◆ Document extract ◆
┌────────

Hospitals' access to credit for construction and technology depends less on the weak U.S. economy than on investors' opinion of the industry and borrowers' financial performance, Standard & Poor's Martin Arrick told attendees of the Healthcare Financial Management Association's annual conference in Orlando, Fla.
“Your access to capital, I really think, is up to you,” said Arrick, managing director of not-for-profit healthcare ratings for Standard & Poor's.
The economy, growing at half-speed as real estate markets and employment continue to struggle, does affect government revenue that funds subsidized insurance, Arrick said.
Hospitals saw little or flat growth in the number of patients seeking care during the recession, which he said he expects to continue. “I would say flat is the new normal,” he said.
Among roughly 600 hospitals and health systems rated by Standard & Poor's, performance continues to be strong, according to an early analysis of 2010 median operating measures that shows nearly uniform improvement despite flat volume. Hospitals have produced the gains in part thanks to cutting expenses, he said, but Arrick questioned whether that strategy would continue to produce results.

└────────

◆ Data ◆
┌────────

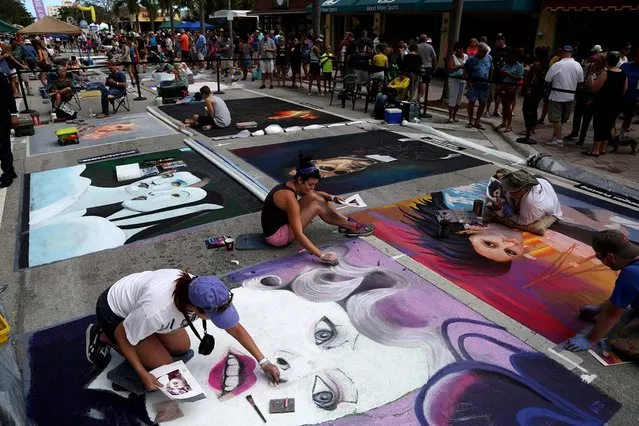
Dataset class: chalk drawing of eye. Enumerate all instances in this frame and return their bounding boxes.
[275,356,291,371]
[312,369,358,411]
[313,317,337,347]
[260,275,282,287]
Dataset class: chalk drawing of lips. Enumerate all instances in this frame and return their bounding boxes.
[209,349,257,399]
[268,110,319,120]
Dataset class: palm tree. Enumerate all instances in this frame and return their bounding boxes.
[159,0,175,32]
[140,0,159,31]
[126,0,140,32]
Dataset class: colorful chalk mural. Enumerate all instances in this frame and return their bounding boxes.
[25,240,620,426]
[19,148,261,268]
[353,182,639,343]
[232,131,486,194]
[28,113,175,155]
[158,96,348,137]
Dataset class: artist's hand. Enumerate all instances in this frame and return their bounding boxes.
[320,251,339,266]
[579,305,601,321]
[140,372,163,392]
[262,362,280,386]
[565,334,592,352]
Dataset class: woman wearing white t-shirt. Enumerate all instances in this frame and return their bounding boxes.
[86,269,280,392]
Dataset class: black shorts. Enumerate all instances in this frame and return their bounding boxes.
[621,98,637,120]
[95,287,124,345]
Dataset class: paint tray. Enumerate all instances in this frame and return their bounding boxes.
[268,398,295,414]
[0,315,11,344]
[235,121,257,130]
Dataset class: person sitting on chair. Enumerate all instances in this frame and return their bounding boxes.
[49,67,73,109]
[184,86,231,130]
[373,67,410,120]
[98,61,126,118]
[261,154,375,265]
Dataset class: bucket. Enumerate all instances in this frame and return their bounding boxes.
[0,315,11,344]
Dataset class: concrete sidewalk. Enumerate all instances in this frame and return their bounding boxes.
[428,79,639,187]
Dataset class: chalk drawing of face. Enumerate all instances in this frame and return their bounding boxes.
[124,172,200,195]
[469,224,525,262]
[289,157,377,178]
[138,288,433,425]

└────────

◆ Problems to work on ◆
1. Using the article on hospitals' access to credit, decide whether each statement agrees with it: (a) Arrick said hospitals' access to capital depends mainly on the weak U.S. economy; (b) Standard & Poor's rates roughly 600 hospitals and health systems; (c) Arrick expects the number of patients seeking care to grow strongly. For each, answer yes or no and quote the words that decide it.
2. Carry on with the article on hospitals' access to credit, starting right after its final sentence about cutting expenses.

◆ Results in order ◆
1.
(a) No: "depends less on the weak U.S. economy than on investors' opinion of the industry and borrowers' financial performance"
(b) Yes: "Among roughly 600 hospitals and health systems rated by Standard & Poor's"
(c) No: "I would say flat is the new normal,"

2.
Hospitals face pressure from multiple sources that could erode balance sheets, but none alone could upend credit access, he said. “There's no smoking gun where all of the sudden credit quality is going through the floor,” he said. Among those pressures are states seeking to erase recession-related budget deficits without federal financial relief for the first time, he said. “We think they will be balancing their budgets, in part, on the backs of healthcare,” Arrick said. “They can't control their budget without controlling healthcare.”
Nonetheless, results of the upcoming presidential election and, more immediately, the debate over raising the nation's debt ceiling, could significantly impact healthcare providers. If Democrats lose the White House, they lose their grip on healthcare reform, he said. And to expect a resolution on the debt ceiling is “betting on Congress to do the right thing,” he said, “and that doesn't seem like the best bet.”